● **WHAT TO WORK ON**
Copy the records below word for word, omitting the pictures.
#### EXTRACTED INFORMATION ####
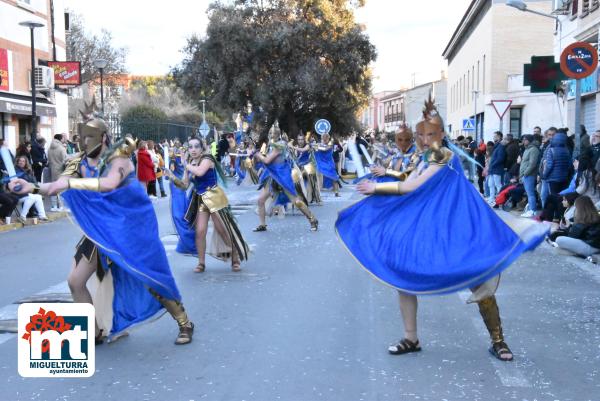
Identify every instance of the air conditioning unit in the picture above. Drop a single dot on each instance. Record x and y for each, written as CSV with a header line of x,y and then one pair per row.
x,y
44,78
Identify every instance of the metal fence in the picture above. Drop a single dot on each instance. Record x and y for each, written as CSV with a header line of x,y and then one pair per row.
x,y
151,130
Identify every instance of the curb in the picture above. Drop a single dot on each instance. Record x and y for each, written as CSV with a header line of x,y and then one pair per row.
x,y
52,216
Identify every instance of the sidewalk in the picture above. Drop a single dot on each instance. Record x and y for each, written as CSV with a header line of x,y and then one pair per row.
x,y
52,216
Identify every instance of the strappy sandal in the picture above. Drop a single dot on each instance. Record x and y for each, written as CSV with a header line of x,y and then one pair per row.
x,y
185,334
500,349
405,346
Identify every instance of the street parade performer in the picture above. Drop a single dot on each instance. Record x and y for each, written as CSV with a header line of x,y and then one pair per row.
x,y
306,164
419,235
120,243
277,180
328,176
398,164
207,201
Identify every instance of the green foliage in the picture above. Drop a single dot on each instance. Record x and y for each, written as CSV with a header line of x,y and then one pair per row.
x,y
293,60
144,120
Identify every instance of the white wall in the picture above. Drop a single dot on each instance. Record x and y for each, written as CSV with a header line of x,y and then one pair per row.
x,y
10,16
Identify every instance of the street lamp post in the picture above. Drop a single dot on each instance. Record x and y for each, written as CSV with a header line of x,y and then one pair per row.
x,y
32,25
101,64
####
● **RESPONSE TO THIS TASK**
Identify every instance of the air conditioning unit in the picture above. Drop a single dot on each instance. Record x and y for each, written as CSV with a header line of x,y and then one pair per row.
x,y
44,78
Identify every instance of the metal fence in the picture above. Drop a single dot on each instance. Record x and y for each, written as CSV with a header line of x,y and then one pair per row.
x,y
151,130
Identify every instance of the curb in the picture above. Drop a single dot on each instance. Record x and y for each, written as CSV with a header line of x,y and then one pair per row.
x,y
52,216
Identify every instance of the sidewalk in the picture above. Drop a single dot on each instance. Record x and y for each, written as CSV with a header line of x,y and then one pair per row.
x,y
52,216
Identify every instance of the strappy sandal in the picture above. Drop a single dot on each instance. Record x and y for each, written as CSV with a header line of x,y and then one pair per row.
x,y
185,334
500,349
405,346
Identify every instance of the street parade performer in the picture above. Drop a single dot on each instance. Record x and y for each, written as CSV with a header line of x,y and then one pair per row.
x,y
306,164
419,235
120,243
277,180
328,176
398,164
207,201
Identify every instance of the green foliage in the picture above. Drop a single dot on each instance. Record x and y for each, written as CSV with a header line of x,y and then one pair per row.
x,y
293,60
144,120
Identify every instance of the white wall in the picture above. Drop a single dot on each instance. Record x and y for each, written as CSV with a header line of x,y and then one pair per row.
x,y
10,16
Identify every instance of the street lamp post in the picture above. Drop a single dot on each instance. Record x and y for each, written as CSV with a header line of x,y and then one pair per row.
x,y
32,25
101,64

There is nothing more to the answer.